Lesetext »
━━━━━━

Allerdings hatte ich schon ein schlechtes Gewissen, dass ich den etwa siebzigjährigen Rentner und seine Frau auf der Raststätte im Nirgendwo habe sitzen lassen. Ungefähr eine Stunde habe ich darüber nachgedacht, wie ich das hätte machen können. Ich hätte ja den Ausweis fotografieren und per Whatsapp verschicken können, so als Sicherheit und Pfand. Aber wenn der gefälscht gewesen wäre?
Bescheuert, oder? Immerhin haben mir diese Gedanken die Zeit vertrieben, das blöde Auto hat nämlich keinen CD-Spieler und ich war und bin unfähig, mein Telefon per Bluetooth zu koppeln, um Hörbücher per Deezer zu hören. Das Auto behauptete, das ginge nur mit Aux-Kabel und genau so eins hatte ich in meinem riesigen Netzwerkausstattungskoffer natürlich nicht dabei.
Dann konnte ich irgendwann nicht mehr denken, ich musste nämlich mal. Dolle.
Naja, eineinhalb Stunden würde ich das noch schaffen, oder? Aber dann wurde es dunkel, es regnete, aus dem Nichts erschien eine Baustelle nach der anderen und auf den Raststätten, die ich anfuhr gab es keinen freien Parkplatz oder ich habe mich verfahren, weil da auch Baustelle war.
Die errechnete Ankunftszeit des Navis entfernte sich mit jedem gefahrenen Kilometer eine Minute weiter.
Ich war in einer sehr, sehr schlechten Kafka-Roman-Imitation gefangen.
Irgendwann erreichte ich doch mein Ziel, habe weder das Auto vollgepinkelt noch bin ich geplatzt, obwohl es sich seit einer halben Stunde so angefühlt hatte.
Jetzt aber endlich zu den eigentlichen Freitagslieblingen. Jetzt kennt ja der werte Leser die Ausgangssituation.
Lieblingsessen:
Gab es viele. Ich habe nämlich nicht einmal selbst gekocht in dieser Woche. Beispielhaft greife ich mal die Currywurst auf dem Weihnachtsmarkt auf dem Gendarmenmarkt heraus.

━━━━━━

Bereitgestellte Daten »
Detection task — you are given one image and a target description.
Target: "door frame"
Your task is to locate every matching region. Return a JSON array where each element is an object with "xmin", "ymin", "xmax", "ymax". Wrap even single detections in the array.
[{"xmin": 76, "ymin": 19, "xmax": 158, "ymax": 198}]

━━━━━━

Aufgabenliste »
A: Gib aus dem Text über die Autofahrt und die Freitagslieblinge den Abschnitt von „Die errechnete Ankunftszeit“ bis einschließlich „so angefühlt hatte.“ wortgetreu wieder.
B: Führe den Text über die Autofahrt und die Freitagslieblinge im Anschluss an seinen letzten Satz fort.
Die Daten stammen aus einer anderen Quelle.

Antworten »
A:
Die errechnete Ankunftszeit des Navis entfernte sich mit jedem gefahrenen Kilometer eine Minute weiter.
Ich war in einer sehr, sehr schlechten Kafka-Roman-Imitation gefangen.
Irgendwann erreichte ich doch mein Ziel, habe weder das Auto vollgepinkelt noch bin ich geplatzt, obwohl es sich seit einer halben Stunde so angefühlt hatte.

B:
Gut, dass ich das Opinel-Messer-Mitbringsel für den Lieblingsmann nicht vor dem Weihnachtsmarktbesuch gekauft habe, sonst wäre ich vermutlich nicht durch die Sicherheitskontrolle gekommen.
Auch etwas ungewohnt war, dass man Eintritt zahlen muss. Aber dafür war der Weihnachtsmarkt wirklich wundervoll. So weihnachtlich und besinnlich. Kein billiger, importierter Plastikschrott, nicht nur Rostbratwurst- und Nierenspießgeruch, stattdessen konnte man Spätzle mit Trüffel ordern. Gibt es nicht mal in Wiesbaden.
Auf dem Platz zwischen den zwei Domen (oder heißt das Dömen, Domsen, Domä?) war ein prächtiger Christbaum aufgestellt – nicht so ein gageliges LED-bläulich leuchtendes Verreckerchen wie die Frankfurter Version.
Und denkt Euch, ich habe das Christkind gesehen,
Es stand auf Stelzen und leuchtete wunderschön.
Zur adventlichen Einstimmung hat der MVG Berlin von 1893 gesungen. So wie es aussah in Originalbesetzung, dafür im Johannes-Heesters-Gedächtnis-Look: schwarzer Mantel mit weißem Schal. Ich nehme an, dass ein paar der Sänger schon mit Jopi zur Schule gegangen sind. Vielleicht waren sie auch noch älter. Das lateinische Lied, das sie gesungen haben, klang jedenfalls sehr flüssig wie von einem Muttersprachler.
Ein wenig war das ganze schon zum Fremdschämen.
Es hat schon einen Grund, warum die deutsche Version von „Rudolf, the red nosed Reindeer“ nicht ganz so populär ist. Aber vielleicht haben die Männer ja englisch gesungen und es klang nur deutsch, wie auch das französische Lied, das interpretiert wurde.
Aber je länger ich zugehört habe, umso besser hat es mir gefallen. Die Männer auf der Bühne hatten Spaß, jeder durfte mal solo singen, egal ob talentiert oder nicht. Und eigentlich gab es auch nur „oder nicht“.
Neben mir stand ein Amerikaner und hat mir angeboten, von seinem Glühwein in meinen mittlerweile leeren Becher zu füllen. Sowas schreit doch Geist der Weihnacht, oder?
Die Frau des Amerikaners tanzte derweil begeistert zur zum Chorlied umgedichteten YMCA-Version mit.
Das hat das weihnachtliche Gefühl dann wieder etwas eingefangen.
Und in mir die Erkenntnis hinterlassen, dass in Berlin vielleicht doch nicht alles hip ist.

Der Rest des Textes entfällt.